■ **Tasks to perform**
**A.** Duplicate the passage of the post on emotion and decision-making starting at "Emotion rules our" and ending at "decision doesn't change.".
**B.** In the post on emotion and decision-making, which brain region fired up vigorously in response to each gambling decision?

11.8.06

Homo Economicus felled by contextual advertising

Emotion rules our decision-making, and even may dominate it, say researchers from the University College of London. In a behaviroal test using game theory and set-up in a gambling senario, test subjects repeatedly alterted their decisions on the same choice when presented with positive/negative context clues. The researchers looked at consistency of decision here, which is something economists assume a rational actor would retain when the decision doesn't change.

Of course, everyone has known for years/millenia that humans are irrational to a degree. In fact, the London scientists say, emotional memories may be the short-hand for the brain's learning. Persons (not in the study) whose emotional brain regions are nonactive are often unable to make decisions.

The brain images revealed the amygdala, a neural region that processes strong negative emotions such as fear, fired up vigorously in response to each two-second (on average) gambling decision. Where people resisted the framing effect, a brain region connected to positive emotions such as empathy, and another that activates whenever people face choices, lit up as well, seeming to duke it out over the decision.

■ **Referring expression data**
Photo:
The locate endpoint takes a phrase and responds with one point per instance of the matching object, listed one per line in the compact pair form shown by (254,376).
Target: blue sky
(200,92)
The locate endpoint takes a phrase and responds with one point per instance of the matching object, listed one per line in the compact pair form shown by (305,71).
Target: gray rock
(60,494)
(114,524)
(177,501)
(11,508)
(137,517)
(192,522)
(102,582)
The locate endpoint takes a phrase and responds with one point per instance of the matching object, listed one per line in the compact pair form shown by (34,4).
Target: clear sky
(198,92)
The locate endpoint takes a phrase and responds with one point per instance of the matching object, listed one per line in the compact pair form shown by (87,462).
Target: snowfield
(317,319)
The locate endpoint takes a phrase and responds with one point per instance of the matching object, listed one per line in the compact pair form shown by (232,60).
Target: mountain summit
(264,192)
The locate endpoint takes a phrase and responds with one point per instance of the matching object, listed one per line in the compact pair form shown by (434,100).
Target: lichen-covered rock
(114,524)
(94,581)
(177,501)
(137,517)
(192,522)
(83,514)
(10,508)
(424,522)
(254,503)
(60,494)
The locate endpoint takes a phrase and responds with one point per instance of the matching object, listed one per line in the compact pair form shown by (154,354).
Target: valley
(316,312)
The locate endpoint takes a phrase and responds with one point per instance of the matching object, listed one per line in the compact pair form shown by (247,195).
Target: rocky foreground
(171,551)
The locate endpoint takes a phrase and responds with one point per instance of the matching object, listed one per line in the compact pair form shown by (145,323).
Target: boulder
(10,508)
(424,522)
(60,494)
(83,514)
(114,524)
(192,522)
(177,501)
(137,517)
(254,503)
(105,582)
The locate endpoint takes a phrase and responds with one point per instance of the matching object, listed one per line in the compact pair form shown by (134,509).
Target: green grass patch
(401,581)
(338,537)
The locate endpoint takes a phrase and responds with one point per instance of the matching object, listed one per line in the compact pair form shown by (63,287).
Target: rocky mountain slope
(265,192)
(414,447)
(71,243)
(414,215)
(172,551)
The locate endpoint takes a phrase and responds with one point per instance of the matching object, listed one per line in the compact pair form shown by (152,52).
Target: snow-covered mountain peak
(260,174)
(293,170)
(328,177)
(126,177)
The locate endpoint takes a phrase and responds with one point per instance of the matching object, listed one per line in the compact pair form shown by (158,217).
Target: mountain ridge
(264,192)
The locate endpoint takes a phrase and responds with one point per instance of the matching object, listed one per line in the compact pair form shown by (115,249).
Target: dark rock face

■ **Responses by task**
**A.**
Emotion rules our decision-making, and even may dominate it, say researchers from the University College of London. In a behaviroal test using game theory and set-up in a gambling senario, test subjects repeatedly alterted their decisions on the same choice when presented with positive/negative context clues. The researchers looked at consistency of decision here, which is something economists assume a rational actor would retain when the decision doesn't change.

**B.** The amygdala